/---

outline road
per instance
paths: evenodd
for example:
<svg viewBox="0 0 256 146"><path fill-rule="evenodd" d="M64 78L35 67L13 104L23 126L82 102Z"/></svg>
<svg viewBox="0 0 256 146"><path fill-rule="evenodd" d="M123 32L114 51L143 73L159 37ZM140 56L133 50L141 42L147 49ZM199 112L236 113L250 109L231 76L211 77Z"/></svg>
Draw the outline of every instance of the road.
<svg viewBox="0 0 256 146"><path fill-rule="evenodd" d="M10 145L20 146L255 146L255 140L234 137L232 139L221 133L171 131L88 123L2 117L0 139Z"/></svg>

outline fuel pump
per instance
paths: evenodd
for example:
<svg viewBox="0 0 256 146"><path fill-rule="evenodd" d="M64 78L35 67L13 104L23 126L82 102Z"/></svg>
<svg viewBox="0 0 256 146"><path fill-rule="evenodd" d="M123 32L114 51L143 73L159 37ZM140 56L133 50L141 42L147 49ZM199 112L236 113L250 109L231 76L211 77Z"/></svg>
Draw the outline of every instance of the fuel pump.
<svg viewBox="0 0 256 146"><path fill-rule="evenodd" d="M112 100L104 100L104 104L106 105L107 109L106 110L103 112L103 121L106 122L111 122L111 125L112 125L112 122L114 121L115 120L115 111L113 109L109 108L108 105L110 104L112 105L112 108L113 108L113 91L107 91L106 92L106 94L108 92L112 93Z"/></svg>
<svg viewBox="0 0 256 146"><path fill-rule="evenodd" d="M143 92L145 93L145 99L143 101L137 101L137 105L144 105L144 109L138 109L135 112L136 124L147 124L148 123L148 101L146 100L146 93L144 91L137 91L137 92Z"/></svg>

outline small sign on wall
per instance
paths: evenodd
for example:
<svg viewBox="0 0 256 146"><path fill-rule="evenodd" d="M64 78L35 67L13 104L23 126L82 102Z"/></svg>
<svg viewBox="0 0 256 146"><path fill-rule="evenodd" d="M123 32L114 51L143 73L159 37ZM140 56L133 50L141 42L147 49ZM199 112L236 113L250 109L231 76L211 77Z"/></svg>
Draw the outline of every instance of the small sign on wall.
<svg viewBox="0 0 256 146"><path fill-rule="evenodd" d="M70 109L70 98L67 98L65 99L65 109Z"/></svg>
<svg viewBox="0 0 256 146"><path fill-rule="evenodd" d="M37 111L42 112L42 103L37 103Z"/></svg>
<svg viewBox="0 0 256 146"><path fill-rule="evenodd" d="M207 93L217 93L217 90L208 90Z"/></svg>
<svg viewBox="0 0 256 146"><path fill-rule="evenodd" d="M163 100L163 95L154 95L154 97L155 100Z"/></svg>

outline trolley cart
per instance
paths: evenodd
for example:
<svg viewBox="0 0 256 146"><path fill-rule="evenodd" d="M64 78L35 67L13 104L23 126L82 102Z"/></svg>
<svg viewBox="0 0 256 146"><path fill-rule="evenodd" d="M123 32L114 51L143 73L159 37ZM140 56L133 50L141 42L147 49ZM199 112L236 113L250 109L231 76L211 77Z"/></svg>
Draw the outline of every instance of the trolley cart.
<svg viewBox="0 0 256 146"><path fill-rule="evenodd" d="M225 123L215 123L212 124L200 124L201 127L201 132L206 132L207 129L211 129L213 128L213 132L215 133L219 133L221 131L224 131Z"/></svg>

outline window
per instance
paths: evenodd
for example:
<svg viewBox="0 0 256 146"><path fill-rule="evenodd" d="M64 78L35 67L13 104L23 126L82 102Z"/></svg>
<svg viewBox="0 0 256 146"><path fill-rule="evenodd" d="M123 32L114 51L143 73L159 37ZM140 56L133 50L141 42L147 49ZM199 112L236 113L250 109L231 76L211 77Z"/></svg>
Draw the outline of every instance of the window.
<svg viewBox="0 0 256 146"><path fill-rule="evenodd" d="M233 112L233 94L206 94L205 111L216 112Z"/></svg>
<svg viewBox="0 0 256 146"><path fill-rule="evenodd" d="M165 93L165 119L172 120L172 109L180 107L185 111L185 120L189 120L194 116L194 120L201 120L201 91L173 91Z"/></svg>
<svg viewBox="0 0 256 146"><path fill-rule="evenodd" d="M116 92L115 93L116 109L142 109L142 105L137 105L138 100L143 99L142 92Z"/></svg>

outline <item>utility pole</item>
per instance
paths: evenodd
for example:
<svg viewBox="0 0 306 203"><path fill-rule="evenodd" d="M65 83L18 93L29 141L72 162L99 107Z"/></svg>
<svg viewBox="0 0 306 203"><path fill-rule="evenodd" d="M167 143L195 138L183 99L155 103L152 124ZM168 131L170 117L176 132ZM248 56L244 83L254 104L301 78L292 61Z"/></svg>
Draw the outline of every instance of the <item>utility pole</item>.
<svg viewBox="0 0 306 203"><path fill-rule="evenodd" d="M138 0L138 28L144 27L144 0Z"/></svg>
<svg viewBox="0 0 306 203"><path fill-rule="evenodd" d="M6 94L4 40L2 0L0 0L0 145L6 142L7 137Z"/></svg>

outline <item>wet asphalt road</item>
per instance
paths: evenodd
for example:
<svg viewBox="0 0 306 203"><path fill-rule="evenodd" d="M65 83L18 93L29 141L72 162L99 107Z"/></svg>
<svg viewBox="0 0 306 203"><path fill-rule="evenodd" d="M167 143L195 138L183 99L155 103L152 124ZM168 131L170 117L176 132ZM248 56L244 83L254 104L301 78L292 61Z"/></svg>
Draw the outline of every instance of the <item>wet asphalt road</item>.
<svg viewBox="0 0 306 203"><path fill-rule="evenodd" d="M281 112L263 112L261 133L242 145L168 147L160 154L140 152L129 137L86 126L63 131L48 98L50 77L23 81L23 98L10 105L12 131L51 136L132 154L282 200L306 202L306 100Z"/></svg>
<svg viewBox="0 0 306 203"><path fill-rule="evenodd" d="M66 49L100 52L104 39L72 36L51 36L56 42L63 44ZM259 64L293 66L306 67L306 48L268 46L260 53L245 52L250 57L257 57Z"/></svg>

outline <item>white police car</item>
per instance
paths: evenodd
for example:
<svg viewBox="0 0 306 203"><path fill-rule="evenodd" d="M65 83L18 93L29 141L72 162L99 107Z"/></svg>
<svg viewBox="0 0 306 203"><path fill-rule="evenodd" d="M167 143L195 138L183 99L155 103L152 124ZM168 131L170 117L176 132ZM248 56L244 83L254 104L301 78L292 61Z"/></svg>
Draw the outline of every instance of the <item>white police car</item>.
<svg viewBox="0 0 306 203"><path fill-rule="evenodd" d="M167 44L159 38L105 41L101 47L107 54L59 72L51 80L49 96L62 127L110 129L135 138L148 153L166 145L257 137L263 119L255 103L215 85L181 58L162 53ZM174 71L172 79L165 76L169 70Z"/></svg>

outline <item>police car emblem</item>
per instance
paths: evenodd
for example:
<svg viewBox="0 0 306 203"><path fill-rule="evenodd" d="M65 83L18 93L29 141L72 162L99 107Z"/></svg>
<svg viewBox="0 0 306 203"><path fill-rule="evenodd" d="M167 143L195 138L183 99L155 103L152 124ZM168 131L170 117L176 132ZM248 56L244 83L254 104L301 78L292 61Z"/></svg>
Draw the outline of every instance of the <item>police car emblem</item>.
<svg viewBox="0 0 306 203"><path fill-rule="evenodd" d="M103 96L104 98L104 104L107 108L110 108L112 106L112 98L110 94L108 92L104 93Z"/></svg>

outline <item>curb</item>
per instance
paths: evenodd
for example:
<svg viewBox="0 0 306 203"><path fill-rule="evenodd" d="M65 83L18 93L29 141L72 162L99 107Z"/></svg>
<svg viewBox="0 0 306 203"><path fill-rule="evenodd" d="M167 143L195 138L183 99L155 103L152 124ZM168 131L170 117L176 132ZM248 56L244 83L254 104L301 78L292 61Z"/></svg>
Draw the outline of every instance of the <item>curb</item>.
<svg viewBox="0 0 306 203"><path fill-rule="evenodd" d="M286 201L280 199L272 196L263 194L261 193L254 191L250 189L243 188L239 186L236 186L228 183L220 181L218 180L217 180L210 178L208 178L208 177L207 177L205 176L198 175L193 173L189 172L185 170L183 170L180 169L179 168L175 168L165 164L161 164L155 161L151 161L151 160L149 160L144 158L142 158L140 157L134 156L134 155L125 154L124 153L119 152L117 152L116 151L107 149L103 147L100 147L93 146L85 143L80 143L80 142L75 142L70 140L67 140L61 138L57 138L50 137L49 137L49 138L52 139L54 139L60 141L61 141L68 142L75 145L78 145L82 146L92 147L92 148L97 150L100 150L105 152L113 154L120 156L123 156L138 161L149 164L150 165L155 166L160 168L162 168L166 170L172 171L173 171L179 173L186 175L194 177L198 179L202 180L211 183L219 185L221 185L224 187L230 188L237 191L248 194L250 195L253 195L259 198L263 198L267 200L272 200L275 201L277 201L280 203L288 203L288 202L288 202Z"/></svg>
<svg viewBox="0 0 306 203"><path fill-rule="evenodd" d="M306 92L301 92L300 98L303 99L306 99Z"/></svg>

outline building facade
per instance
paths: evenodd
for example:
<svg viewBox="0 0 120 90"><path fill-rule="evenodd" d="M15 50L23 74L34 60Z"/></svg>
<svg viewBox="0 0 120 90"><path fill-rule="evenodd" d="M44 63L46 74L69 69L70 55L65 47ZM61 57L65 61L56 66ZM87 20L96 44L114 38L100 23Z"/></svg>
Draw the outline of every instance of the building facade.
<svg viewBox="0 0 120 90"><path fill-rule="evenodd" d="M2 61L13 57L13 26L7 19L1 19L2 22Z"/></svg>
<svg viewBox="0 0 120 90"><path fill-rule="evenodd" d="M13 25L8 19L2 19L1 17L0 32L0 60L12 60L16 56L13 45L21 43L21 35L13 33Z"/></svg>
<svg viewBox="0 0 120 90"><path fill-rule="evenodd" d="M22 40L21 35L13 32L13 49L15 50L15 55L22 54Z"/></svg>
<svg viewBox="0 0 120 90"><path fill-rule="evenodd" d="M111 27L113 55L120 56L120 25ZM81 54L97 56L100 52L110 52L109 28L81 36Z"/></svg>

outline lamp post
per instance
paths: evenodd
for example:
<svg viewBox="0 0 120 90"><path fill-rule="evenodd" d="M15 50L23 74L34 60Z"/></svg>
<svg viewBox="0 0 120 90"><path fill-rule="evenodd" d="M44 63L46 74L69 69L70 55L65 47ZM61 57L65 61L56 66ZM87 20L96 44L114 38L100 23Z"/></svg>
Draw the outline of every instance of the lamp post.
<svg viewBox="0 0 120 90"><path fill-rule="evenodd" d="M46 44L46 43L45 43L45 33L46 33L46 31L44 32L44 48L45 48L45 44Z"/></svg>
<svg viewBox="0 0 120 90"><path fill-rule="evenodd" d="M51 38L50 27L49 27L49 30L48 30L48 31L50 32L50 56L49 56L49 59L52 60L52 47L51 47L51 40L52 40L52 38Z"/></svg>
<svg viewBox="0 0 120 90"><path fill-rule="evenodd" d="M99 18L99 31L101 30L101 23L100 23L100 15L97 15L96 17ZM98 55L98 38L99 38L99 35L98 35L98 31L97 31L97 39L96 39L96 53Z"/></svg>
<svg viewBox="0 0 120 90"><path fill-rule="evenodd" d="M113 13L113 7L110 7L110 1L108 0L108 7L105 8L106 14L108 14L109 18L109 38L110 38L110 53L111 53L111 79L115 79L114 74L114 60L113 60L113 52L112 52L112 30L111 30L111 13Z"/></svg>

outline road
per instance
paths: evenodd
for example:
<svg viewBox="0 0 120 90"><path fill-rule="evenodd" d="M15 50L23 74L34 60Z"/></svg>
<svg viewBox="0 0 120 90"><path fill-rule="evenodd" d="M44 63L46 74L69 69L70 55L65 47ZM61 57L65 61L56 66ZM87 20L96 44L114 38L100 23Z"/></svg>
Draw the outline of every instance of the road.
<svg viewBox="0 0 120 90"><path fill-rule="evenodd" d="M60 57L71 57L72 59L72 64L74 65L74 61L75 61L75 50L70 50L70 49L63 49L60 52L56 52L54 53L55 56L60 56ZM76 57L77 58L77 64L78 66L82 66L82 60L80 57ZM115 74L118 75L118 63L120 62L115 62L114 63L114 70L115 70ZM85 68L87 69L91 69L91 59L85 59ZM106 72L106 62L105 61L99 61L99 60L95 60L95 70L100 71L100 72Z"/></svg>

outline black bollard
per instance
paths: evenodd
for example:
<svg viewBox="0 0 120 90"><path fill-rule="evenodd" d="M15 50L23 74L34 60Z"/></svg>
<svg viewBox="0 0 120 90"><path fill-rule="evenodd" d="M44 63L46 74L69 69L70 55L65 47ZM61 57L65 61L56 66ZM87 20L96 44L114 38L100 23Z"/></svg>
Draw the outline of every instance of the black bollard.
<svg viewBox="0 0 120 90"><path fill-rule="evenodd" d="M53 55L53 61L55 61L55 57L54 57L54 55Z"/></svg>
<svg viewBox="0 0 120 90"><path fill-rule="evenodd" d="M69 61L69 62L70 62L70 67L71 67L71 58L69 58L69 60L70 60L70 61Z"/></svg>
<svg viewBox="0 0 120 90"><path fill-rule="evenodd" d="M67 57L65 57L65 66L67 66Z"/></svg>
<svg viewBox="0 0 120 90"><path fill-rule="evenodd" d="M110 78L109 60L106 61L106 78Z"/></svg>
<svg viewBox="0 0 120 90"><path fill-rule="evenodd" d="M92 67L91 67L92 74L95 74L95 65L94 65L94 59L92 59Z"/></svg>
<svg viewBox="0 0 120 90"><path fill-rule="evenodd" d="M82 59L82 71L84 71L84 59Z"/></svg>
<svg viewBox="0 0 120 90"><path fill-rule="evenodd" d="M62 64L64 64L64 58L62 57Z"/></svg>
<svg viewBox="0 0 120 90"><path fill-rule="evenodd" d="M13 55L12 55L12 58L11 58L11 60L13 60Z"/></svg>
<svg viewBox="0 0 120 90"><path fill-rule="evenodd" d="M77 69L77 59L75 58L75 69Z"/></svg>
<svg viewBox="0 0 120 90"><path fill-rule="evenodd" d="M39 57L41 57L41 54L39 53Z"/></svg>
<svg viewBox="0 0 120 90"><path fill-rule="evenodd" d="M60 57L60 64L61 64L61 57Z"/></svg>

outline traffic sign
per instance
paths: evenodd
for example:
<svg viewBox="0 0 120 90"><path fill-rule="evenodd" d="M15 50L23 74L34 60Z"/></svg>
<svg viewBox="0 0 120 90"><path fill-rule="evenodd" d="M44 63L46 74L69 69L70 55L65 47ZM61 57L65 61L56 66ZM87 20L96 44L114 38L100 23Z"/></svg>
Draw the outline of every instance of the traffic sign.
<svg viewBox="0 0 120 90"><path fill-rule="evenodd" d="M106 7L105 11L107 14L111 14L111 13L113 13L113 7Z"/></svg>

\---

--- PROBLEM REQUIREMENTS ---
Update the rows starting at the line that contains "outline traffic sign" and ending at the last of the rows, writing them out again with "traffic sign" changed to "road sign" and nothing else altered.

--- EXERCISE RESULT ---
outline road sign
per instance
paths: evenodd
for example:
<svg viewBox="0 0 120 90"><path fill-rule="evenodd" d="M15 50L23 74L34 60Z"/></svg>
<svg viewBox="0 0 120 90"><path fill-rule="evenodd" d="M44 63L46 74L69 69L70 55L65 47ZM61 57L65 61L56 66ZM87 20L96 44L114 38L100 23Z"/></svg>
Draw the outline of every instance of the road sign.
<svg viewBox="0 0 120 90"><path fill-rule="evenodd" d="M106 7L105 11L107 14L111 14L111 13L113 13L113 7Z"/></svg>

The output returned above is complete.